▶ PROBLEM
Copy out, word for word, the part of the rows below that opens with the line containing "Indicate the dark" and runs through the end of the rows, including both the first and last lines.

-- Start of DATA ROWS --

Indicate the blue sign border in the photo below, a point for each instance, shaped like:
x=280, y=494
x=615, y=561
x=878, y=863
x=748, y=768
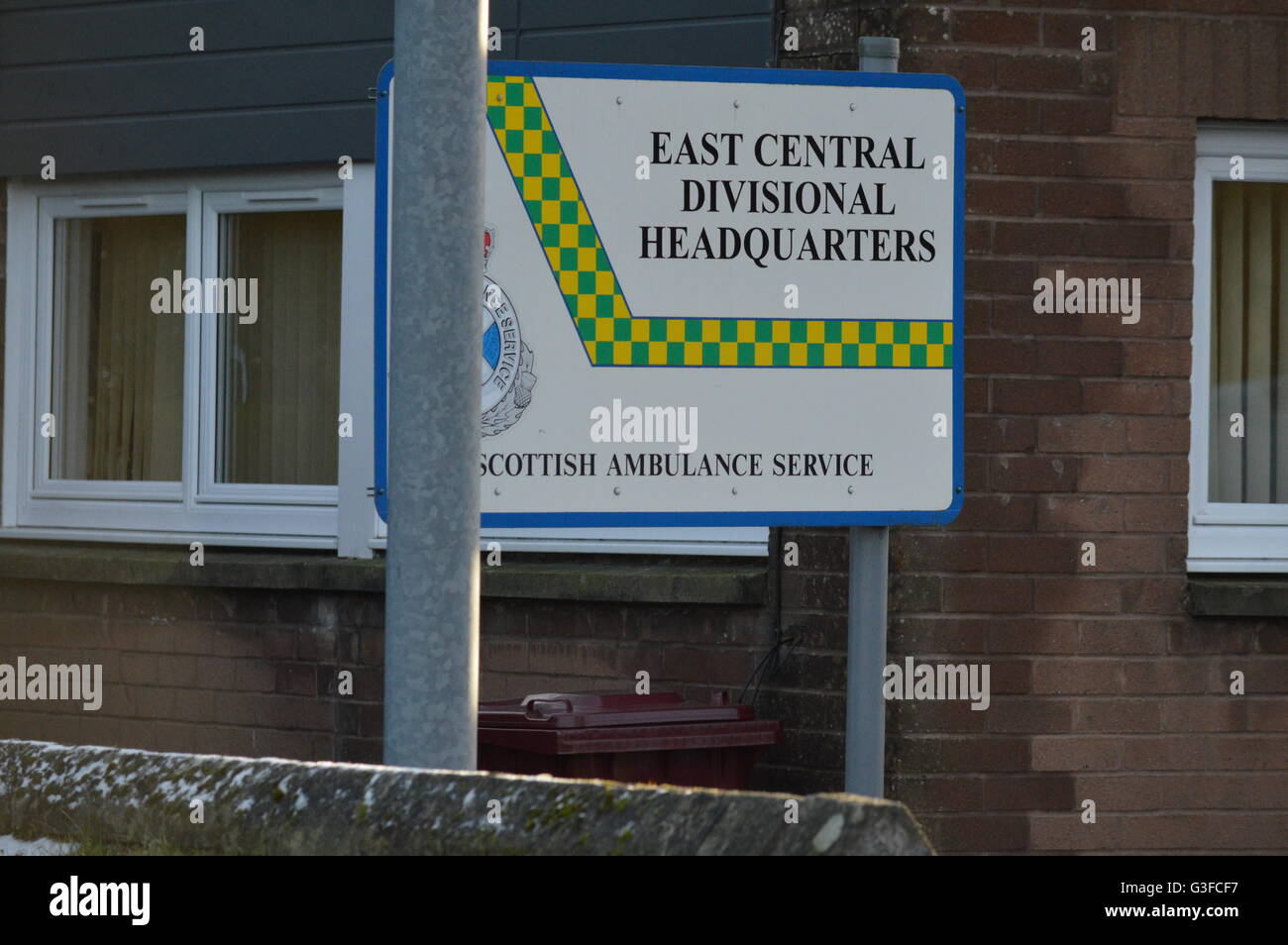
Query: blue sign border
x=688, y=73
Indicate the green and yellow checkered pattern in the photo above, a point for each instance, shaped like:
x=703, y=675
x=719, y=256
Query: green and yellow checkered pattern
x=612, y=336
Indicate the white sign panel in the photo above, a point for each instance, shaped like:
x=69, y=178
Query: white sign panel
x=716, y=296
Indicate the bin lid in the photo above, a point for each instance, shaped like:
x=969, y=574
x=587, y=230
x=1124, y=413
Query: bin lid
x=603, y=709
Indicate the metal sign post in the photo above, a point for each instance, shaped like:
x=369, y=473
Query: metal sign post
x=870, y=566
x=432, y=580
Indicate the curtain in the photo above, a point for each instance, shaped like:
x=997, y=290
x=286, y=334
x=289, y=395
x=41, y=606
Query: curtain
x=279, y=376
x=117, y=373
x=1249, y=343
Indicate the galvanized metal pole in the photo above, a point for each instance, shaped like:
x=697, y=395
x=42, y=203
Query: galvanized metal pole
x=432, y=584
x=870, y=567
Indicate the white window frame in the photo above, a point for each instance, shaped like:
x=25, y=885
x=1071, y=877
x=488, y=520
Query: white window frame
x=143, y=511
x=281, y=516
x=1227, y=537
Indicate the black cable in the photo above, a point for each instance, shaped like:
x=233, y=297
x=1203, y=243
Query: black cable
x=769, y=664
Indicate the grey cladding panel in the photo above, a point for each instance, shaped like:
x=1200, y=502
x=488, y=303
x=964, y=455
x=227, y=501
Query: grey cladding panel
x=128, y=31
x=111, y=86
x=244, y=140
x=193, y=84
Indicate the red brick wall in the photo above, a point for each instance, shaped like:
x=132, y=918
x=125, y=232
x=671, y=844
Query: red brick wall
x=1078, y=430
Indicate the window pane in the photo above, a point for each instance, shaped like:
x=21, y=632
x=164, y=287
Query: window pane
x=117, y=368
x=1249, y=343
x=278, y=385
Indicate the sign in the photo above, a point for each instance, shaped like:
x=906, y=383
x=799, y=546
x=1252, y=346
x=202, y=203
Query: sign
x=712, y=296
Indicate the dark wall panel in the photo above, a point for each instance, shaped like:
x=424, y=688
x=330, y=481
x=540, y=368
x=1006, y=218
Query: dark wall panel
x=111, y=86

-- End of DATA ROWS --

▶ TASK RESPONSE
Indicate the dark wall panel in the photo above, a point for each instance, shaped like:
x=424, y=688
x=330, y=481
x=540, y=368
x=1006, y=218
Query: dark wall panel
x=111, y=86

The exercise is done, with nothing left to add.